_CONSEGNA 1_.
Conta le righe dei record in cui compare la stringa "green", distinguendo tra maiuscole e minuscole. Indica soltanto il numero.

_ESTRATTO DELLA FONTE_.
In media, ogni giorno ne vengono scattati 93 milioni, oltre mille al secondo. Di questi, pochissimi riescono a vedere la luce sui social, perché nulla è mai frutto della spontaneità che si vuole ostentare. Inoltre, il selfie è raramente autentico in senso stretto, poiché con il tempo nell’immaginario visivo delle culture di Internet si sono sedimentati una serie di gesti ed espressioni ripetitive. Tra i più noti del manuale non scritto dell’autoscatto per antonomasia ricordiamo la duck face, l’inquadratura dall’alto e il filtro “miracolo divino”.

Il selfie non ritrae altro che l’immagine che si vuole comunicare di se stessi, in cui difficilmente ci si allontana dal “format” a cui aderisce la massa virtuale.


Ma dove risiede l’innegabile appeal del selfie?

Certamente non solo nella vanità di chi lo scatta, al contrario di cosa ne pensano i detrattori. In realtà, esso costituisce l’unica traccia che di sé si lascia nell’immenso flusso della Rete. Se la mia immagine esiste, allora anche io esisto; se qualcuno mi sta guardando e mi sta dedicando attenzione mi sento vivo, riconosciuto e apprezzato.

_CONSEGNA 2_.
Stabilisci se ciascuna affermazione concorda con il brano sul selfie. Rispondi sì o no e riporta tra virgolette le parole del brano che lo decidono.
(a) L'attrattiva del selfie sta soltanto nella vanità di chi lo scatta.
(b) L'inquadratura dall'alto figura tra i gesti più noti dell'autoscatto.
(c) Il selfie è quasi sempre autentico in senso stretto.

_MATERIALE DI ESERCITAZIONE_.
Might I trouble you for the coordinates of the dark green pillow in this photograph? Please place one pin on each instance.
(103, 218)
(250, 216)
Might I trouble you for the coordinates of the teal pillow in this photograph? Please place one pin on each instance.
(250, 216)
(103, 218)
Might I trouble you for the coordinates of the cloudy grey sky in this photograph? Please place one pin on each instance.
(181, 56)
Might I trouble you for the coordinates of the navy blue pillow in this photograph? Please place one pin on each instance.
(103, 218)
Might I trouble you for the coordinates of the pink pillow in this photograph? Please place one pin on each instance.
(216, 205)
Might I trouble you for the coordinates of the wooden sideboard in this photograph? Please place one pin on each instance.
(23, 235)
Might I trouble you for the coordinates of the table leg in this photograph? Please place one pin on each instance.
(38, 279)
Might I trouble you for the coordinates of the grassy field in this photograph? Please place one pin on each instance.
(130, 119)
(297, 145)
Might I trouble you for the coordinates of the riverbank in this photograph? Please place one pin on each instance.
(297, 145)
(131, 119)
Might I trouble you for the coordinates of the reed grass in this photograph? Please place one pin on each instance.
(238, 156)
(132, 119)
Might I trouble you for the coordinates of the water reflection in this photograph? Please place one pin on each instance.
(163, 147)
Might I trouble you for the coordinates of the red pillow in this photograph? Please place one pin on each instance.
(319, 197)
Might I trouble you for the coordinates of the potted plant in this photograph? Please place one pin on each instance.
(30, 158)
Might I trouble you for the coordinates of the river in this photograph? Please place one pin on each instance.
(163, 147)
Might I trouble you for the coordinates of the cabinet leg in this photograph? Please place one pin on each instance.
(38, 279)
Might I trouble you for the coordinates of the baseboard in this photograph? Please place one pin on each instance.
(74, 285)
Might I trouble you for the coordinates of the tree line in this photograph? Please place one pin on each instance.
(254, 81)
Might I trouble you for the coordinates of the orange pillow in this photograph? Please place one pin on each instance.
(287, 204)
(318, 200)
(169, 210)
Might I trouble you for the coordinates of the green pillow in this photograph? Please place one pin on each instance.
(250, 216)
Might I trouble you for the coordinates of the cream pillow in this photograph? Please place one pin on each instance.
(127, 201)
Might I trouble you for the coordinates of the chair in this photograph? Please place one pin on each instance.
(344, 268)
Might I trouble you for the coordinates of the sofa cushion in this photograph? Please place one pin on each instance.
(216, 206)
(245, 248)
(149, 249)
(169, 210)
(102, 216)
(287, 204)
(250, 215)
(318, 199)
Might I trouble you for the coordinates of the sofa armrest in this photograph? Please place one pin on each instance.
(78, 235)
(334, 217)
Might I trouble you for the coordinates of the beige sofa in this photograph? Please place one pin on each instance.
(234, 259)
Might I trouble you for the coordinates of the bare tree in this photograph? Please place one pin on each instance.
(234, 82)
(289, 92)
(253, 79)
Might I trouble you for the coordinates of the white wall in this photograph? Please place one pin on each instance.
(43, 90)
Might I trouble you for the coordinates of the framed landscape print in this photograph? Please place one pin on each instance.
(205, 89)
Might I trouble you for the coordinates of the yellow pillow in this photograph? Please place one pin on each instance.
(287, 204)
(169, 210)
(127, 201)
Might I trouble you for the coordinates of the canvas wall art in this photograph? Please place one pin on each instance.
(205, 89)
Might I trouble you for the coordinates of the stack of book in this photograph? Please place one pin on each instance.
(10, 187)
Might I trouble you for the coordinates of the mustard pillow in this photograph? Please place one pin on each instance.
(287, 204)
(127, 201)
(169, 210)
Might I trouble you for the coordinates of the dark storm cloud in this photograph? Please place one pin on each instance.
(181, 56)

_RISPOSTA CORRETTA 1_.
2

_RISPOSTA CORRETTA 2_.
(a) No: "Certamente non solo nella vanità di chi lo scatta"
(b) Sì: "Tra i più noti del manuale non scritto dell’autoscatto per antonomasia ricordiamo la duck face, l’inquadratura dall’alto e il filtro “miracolo divino”."
(c) No: "il selfie è raramente autentico in senso stretto"